PAGE EXCERPT:

[START]

Never has a game made me feel so damn clever. But on the other hand, it frequently made me feel incredibly stupid. “But of course!” I’d facepalm myself “It’s so obvious now I’ve spent twenty minutes staring at it”.

The Witness is not the game I thought it was going to be. When I heard it was about walking round a beautiful island finding puzzles to solve, I expected a variety of puzzles. I didn’t read much about the game because I wanted to discover everything myself, which I frequently do (currently on media blackout: Firewatch and No Man’s Sky) but I wish I had done in this case. Why? Because all the puzzles are the same.

Apparently there are 650-odd of them, and they’re all grid based puzzles like some sort of cerebral Painter game. As you work through them, different rules occur, like you have to collect all the dots on the lines, or make certain shapes in the grid. Later, more complex rules occur like you have to separate some grid boxes into pairs based on colour, or the route you take through the grid is based on something abstract in the world around the grid itself (like a pattern in the trees, or shadows falling on a surface). Ultimately though, every single puzzle is a grid where you have to get from the start to the finish in one single, non-overlapping line paying attention to the rules the various shapes and symbols on the grid dictate.

[END]

DATA EXTRACT:
[START]

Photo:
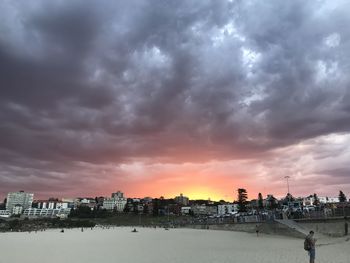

[END]

PROBLEM DESCRIPTION: In the piece on The Witness, why does the writer regret not reading more about the game beforehand? Answer in one to three sentences.

EXPECTED OUTPUT: The writer regrets it because all the puzzles turned out to be the same. After hearing the game was about exploring an island full of puzzles, the writer expected variety. Instead, every one of the roughly 650 puzzles is a grid where a single non-overlapping line must run from start to finish.